* [What the task requires]: Every line of the material below in which "detect" shows up is to be located and copied.

▼

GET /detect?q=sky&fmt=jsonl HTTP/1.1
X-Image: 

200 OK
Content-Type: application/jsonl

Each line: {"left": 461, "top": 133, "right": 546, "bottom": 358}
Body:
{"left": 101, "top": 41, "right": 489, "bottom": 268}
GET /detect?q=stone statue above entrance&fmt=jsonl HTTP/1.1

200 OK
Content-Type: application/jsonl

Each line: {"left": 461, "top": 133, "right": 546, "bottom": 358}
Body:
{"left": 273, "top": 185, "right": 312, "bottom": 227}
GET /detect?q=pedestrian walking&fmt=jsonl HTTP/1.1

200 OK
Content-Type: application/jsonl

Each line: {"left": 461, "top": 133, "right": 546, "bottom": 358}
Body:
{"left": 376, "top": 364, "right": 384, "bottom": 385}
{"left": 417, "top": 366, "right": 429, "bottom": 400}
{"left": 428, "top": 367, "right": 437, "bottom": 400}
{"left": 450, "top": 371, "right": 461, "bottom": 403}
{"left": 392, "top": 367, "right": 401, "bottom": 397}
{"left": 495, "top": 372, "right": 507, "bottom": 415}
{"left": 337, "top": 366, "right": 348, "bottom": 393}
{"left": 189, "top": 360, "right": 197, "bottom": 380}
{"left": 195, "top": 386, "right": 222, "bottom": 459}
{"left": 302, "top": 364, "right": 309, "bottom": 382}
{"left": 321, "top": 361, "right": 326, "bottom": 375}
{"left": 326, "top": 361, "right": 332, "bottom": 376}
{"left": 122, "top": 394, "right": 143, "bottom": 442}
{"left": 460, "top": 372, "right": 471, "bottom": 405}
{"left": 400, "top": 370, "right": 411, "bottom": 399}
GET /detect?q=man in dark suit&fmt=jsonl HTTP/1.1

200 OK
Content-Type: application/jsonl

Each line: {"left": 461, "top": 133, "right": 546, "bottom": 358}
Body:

▲

* [Solution for this exercise]:
GET /detect?q=sky&fmt=jsonl HTTP/1.1
GET /detect?q=stone statue above entrance&fmt=jsonl HTTP/1.1
GET /detect?q=pedestrian walking&fmt=jsonl HTTP/1.1
GET /detect?q=man in dark suit&fmt=jsonl HTTP/1.1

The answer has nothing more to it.